___ AUSGANGSTEXT

Mein Jagdinstinkt kehrt zurück, schon habe ich das Gesehene im Nachtvisier meines Repetierers. Es ist eine große Sau, die langsam von weiter Entfernung aus über das Feld zieht. Ich suche die Umgebung nach einer Rotte ab und stelle fest, dass die Sau allein gekommen ist. Es ist ein Keiler mit all seinen typischen Merkmalen. Der Puls schlägt mir bis zum Halse. Mein Unterbewusstsein sagt:„Schieß aufs Blatt, damit der ja nicht abhauen kann - hier im `sibirischen Outback`“.

Bumm, eine .30.06-Kugel verlässt den Lauf und sogleich höre ich einen langezogenen quietschenden Schrei der Sau. Im Visier sehe ich sie auf der Stelle zusammenbrechen und ich freue mich. Dann versuche ich mir die Anschussstelle einzuprägen, wohl wissend, dass die Sau sowieso keinen Schritt mehr machen kann. Aber plötzlich höre ich Minuten später ein dumpfes warnendes Grunzen; der vermeintliche Keiler ist nicht tot. Scheiße, was mach ich nun?

Eine halbe Stunde später, gegen 23.00 Uhr, kommt der russische Klein-Lkw, um mich abzuholen. Mit der Taschenlampe winke ich und schreie zu den beiden Sergey`s hinüber, dass eine angeschossene Sau im Feld liegt. Ich steige vom Baum ab und mit gespannter Büchse und leuchtender Taschenlampe gehe ich in Richtung Anschuss, gefolgt von den beiden Sergeys.

______
___ BEREITGESTELLTE DATEN

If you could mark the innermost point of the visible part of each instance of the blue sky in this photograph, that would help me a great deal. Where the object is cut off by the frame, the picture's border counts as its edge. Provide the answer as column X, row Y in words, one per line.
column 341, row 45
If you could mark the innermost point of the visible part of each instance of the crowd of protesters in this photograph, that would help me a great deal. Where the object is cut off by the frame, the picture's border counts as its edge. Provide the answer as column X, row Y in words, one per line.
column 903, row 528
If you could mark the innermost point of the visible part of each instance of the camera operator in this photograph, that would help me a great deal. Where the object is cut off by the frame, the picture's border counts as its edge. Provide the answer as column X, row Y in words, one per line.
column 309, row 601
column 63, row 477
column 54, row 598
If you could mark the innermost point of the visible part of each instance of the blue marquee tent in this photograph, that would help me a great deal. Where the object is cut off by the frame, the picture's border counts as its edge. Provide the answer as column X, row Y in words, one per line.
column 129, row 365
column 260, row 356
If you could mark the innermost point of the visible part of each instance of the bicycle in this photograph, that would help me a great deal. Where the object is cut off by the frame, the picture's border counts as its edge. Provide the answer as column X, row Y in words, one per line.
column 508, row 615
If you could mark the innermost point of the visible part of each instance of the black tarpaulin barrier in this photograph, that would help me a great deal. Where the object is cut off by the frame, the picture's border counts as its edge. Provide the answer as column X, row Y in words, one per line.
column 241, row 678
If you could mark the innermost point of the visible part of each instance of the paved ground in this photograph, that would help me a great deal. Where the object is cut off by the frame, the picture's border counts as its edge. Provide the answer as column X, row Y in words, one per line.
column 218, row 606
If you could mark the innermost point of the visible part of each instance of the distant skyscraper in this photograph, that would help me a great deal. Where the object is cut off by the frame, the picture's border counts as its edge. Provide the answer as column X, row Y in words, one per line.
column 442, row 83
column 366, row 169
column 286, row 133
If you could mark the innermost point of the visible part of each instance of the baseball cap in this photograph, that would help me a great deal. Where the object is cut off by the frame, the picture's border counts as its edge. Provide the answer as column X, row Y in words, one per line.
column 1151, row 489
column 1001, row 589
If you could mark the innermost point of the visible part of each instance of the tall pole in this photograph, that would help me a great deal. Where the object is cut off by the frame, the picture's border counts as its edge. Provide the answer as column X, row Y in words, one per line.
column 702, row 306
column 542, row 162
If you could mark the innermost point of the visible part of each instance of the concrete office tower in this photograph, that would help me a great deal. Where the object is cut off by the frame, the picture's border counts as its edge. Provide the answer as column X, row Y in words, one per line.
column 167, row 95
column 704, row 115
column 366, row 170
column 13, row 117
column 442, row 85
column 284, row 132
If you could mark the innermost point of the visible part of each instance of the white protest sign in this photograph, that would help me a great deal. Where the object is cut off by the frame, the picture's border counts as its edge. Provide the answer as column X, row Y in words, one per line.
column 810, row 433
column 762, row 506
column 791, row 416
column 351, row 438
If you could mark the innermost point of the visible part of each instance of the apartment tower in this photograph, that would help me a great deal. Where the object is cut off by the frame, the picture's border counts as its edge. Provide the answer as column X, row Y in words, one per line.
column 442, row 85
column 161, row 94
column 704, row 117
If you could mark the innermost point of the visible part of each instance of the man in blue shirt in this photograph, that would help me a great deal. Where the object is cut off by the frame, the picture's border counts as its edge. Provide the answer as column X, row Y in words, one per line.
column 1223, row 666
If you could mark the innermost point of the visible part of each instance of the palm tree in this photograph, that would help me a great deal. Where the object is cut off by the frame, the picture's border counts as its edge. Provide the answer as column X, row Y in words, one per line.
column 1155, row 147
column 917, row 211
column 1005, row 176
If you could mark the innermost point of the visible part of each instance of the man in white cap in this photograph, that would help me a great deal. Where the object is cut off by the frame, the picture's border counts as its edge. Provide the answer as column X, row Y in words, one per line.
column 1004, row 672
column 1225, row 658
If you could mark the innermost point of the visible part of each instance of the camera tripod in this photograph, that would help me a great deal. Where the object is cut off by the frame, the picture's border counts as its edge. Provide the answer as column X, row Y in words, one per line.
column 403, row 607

______

Schreib die Stelle im Ausgangstext von „Eine halbe Stunde“ bis „den beiden Sergeys.“ wortgetreu ab. Verwende ausschließlich den Ausgangstext.

* **ERGEBNIS**:
Eine halbe Stunde später, gegen 23.00 Uhr, kommt der russische Klein-Lkw, um mich abzuholen. Mit der Taschenlampe winke ich und schreie zu den beiden Sergey`s hinüber, dass eine angeschossene Sau im Feld liegt. Ich steige vom Baum ab und mit gespannter Büchse und leuchtender Taschenlampe gehe ich in Richtung Anschuss, gefolgt von den beiden Sergeys.